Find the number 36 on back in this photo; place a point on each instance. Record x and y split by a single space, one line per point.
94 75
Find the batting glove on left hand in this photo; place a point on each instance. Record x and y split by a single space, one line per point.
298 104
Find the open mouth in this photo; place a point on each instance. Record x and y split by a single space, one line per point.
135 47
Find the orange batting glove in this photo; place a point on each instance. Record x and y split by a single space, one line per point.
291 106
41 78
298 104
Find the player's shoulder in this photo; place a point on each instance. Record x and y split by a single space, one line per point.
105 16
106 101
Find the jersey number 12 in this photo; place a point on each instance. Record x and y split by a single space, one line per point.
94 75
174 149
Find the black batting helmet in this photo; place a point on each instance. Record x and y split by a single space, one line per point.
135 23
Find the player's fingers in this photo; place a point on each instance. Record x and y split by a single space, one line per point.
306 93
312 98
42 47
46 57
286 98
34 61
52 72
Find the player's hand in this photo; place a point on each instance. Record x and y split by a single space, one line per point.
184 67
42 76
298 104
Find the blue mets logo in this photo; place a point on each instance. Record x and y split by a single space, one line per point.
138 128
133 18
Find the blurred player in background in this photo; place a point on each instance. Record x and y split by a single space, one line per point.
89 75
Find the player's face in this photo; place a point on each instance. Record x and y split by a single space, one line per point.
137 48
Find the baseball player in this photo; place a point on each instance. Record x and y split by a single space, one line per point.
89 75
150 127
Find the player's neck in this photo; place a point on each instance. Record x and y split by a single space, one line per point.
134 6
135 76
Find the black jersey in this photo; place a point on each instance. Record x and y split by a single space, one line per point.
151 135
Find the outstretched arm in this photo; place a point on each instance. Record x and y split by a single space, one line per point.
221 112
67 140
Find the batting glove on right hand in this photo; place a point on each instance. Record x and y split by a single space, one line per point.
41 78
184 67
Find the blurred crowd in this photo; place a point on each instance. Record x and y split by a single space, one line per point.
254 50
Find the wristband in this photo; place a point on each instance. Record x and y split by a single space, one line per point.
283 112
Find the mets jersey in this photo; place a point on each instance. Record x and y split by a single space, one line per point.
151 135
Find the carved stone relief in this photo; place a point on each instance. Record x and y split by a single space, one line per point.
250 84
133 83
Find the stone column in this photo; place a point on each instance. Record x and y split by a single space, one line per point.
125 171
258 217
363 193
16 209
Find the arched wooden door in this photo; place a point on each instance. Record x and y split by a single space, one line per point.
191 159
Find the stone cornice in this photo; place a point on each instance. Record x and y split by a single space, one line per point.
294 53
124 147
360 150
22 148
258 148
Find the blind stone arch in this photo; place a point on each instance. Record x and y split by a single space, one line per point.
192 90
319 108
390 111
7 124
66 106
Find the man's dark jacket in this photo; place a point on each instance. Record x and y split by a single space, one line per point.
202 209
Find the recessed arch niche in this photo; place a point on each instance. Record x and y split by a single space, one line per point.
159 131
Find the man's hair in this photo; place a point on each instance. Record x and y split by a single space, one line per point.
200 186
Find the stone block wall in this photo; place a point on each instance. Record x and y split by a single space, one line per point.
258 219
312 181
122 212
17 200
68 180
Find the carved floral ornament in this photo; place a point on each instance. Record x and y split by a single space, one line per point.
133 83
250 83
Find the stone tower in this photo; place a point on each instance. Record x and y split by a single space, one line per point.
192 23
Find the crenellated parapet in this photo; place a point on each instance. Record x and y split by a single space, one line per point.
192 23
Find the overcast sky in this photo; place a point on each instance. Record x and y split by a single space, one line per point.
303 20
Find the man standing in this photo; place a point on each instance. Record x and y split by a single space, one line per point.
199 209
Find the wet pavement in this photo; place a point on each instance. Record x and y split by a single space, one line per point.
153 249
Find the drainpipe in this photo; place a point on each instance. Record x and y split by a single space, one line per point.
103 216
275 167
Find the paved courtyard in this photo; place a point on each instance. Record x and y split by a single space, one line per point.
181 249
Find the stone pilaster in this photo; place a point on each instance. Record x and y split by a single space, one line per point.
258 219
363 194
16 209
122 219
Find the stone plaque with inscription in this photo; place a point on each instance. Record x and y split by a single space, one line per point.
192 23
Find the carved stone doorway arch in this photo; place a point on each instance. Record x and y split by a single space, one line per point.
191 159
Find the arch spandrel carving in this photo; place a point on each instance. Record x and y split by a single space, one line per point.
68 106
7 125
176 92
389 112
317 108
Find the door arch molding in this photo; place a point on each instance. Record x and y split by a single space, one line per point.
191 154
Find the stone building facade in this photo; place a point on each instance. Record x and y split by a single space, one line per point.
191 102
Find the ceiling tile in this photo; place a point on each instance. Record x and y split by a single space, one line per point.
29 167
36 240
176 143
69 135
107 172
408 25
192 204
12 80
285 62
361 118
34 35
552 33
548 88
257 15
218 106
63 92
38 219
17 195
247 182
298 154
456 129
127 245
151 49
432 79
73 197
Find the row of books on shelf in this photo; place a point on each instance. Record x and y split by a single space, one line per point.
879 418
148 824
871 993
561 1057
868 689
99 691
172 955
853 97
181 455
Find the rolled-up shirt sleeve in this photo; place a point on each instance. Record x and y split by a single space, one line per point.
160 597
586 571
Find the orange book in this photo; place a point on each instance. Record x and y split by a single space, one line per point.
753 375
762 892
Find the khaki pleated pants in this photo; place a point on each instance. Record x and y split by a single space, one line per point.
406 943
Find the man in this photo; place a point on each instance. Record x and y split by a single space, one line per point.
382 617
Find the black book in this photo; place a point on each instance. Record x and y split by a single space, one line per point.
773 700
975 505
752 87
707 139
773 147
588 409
_ _ _ _ _ _ _
### Your task
Every entry should be transcribed exactly, with nothing omitted.

### Your solution
Find the number 36 on back in this photo; place a point on each instance. Record x and y split by a single space, one line per point.
94 75
Find the batting glove on left hand in this photo; place a point on each instance. Record x and y split by a single space, one line per point.
298 104
Find the open mouth in this photo; place a point on each instance. Record x and y split by a single space, one line per point.
135 47
Find the orange batting glove in this photo; place a point on each instance. Record x and y split by a single space, one line per point.
291 106
41 78
298 104
Find the player's shoulder in this photo; place a point on each instance. Record x and y split by a single space, one line per point.
105 16
106 101
Find the jersey number 12 in this photo; place a point on each instance. Record x and y split by a single space, one line per point.
94 75
174 149
Find the black batting helmet in this photo; place a point on each instance. Record x and y split by a single space, one line per point.
135 23
Find the player's fingers in this photo; place a point on each instance. Record x and y split by a single space, one line per point.
306 93
312 98
42 47
46 57
286 98
34 61
52 72
Find the player's hand in this photo; place a point on each instance. Record x and y split by a single space, one line per point.
184 67
42 76
298 104
Find the blue mets logo in this photo; place a point on each instance. Record x and y split by a single space, one line per point.
138 128
133 18
Find the blurred player in background in this photo; place a point on each instance. Record x and y split by a single space, one line per point.
89 75
Find the player's face in this photo; place a point on each instance. Record x and y split by a single space, one line per point.
137 48
Find the baseball player in this photo; place a point on each instance. Record x and y split by a single space, one line per point.
89 75
150 127
Find the player's neck in this photo; place a point on each instance. Record x and y split by a single space, one line per point.
134 6
135 76
Find the black jersey in this photo; place a point on each instance. Record x and y split by a single space, one line per point.
151 135
Find the outstretched arm in this photo; place a point on each instance. Record x and y split by a single space, one line per point.
221 112
67 140
Find the batting glove on right hand in this photo; place a point on each instance. Record x and y split by a single space, one line per point.
41 78
184 67
Find the blurred crowd in this photo; place a point on each instance. Record x and y split by a single space, one line per point.
254 50
Find the wristband in this photo; place a point on each instance. Record x and y split by a single space, one line per point.
283 112
Find the mets jersey in this photo; place a point on each instance. Record x and y split by a single space, one line per point.
151 135
Find the carved stone relief in this photo; place a point on each instance. Record x and y split by a single space, one line per point.
250 84
133 83
Find the stone column in this photo; place a point on each instance. Record x and y split by a single space, one line per point.
125 171
258 217
363 193
16 209
Find the arched wooden door in this photo; place a point on each instance. Record x and y split by a single space, one line per point.
191 159
Find the stone cornice in this photo; place a point on each instance. Record x and y split by a single space, one line per point.
294 53
124 147
360 150
22 148
258 148
Find the blind stone arch in this photo; place a point on each instance. Record x and y split by a single space, one line per point.
192 90
319 108
390 111
7 124
66 106
Find the man's dark jacket in this photo; place a point on each instance. Record x and y split by a single space, one line per point.
202 209
Find the recessed arch niche in this photo; place a point on each instance. Record x and y split by a single space, one line per point.
159 131
Find the man's hair in this photo; place a point on each instance. Record x and y split by a single space, one line per point.
200 186
Find the stone block wall in this photo; place a point on each instance. Record x and y split by a single space, one line per point.
258 219
312 181
122 212
17 200
68 180
Find the carved floral ornament in this photo; place a point on each instance. Record x and y split by a single space, one line per point.
133 83
250 83
Find the stone tower in this photo; place a point on each instance. Record x and y split by a single space, one line per point.
192 23
Find the crenellated parapet in this photo; place a point on each instance. Record x and y split by a single space, one line per point.
192 23
Find the overcast sky in this photo; place a point on each instance. Record x and y split by a single space, one line per point.
303 20
Find the man standing in this photo; place a point on each instance. Record x and y split by a single space, one line per point.
199 209
Find the wet pavement in this photo; place a point on each instance. Record x and y split by a single space, one line per point.
153 249
Find the drainpipe in this photo; place a point on each instance. Record x and y split by a single space, one line per point.
103 216
275 167
Find the paved courtyard in this photo; place a point on each instance. Record x and y split by a single space, one line per point.
181 249
Find the stone pilaster in this photo; place a point on each instance. Record x and y split by a single space, one line per point.
258 219
363 194
16 209
122 219
Find the stone plaque with inscription in this photo; place a point on each instance. Record x and y split by a single space, one line per point.
192 23
Find the carved stone doorway arch in this photo; place a point on each instance. Record x and y split by a single space, one line per point.
191 159
Find the arch spandrel carving in this photo; place a point on each instance. Record x and y split by a single space, one line per point.
68 106
7 125
176 92
389 112
317 108
Find the door arch molding in this photo; place a point on each instance. Record x and y split by a single space, one line per point.
191 154
Find the stone building facade in this photo; place a point on each instance. Record x and y split by a single space, one line per point.
191 102
Find the ceiling tile in this photo; place a point on each instance. Record x and y split by a single space, one line per point.
29 167
36 240
176 143
69 135
107 172
408 25
192 204
12 80
285 62
361 118
34 35
552 33
548 88
257 15
218 106
63 92
38 219
17 195
247 182
298 154
456 129
127 245
151 49
432 79
73 197
Find the row of books on shelf in this photo; place a point on each instance. Record x and y split by a single space, one line per point.
879 418
148 824
871 993
561 1057
868 689
99 691
172 955
853 97
181 455
Find the rolled-up shirt sleeve in this photo; place a point on each instance. Record x and y split by a single space, one line per point.
160 597
586 571
Find the orange book in this photo; place a point on each instance. Record x and y split by a single space, one line per point.
753 375
762 892
Find the khaki pleated pants in this photo; place a point on each instance. Record x and y split by a single space, one line per point.
406 943
Find the man in this photo; place a point on each instance. Record x and y split by a single space, one line per point.
382 617
Find the black book in this photo; place a point on each instance. Record x and y split by a single space, one line per point.
773 700
975 505
752 87
707 139
773 147
588 409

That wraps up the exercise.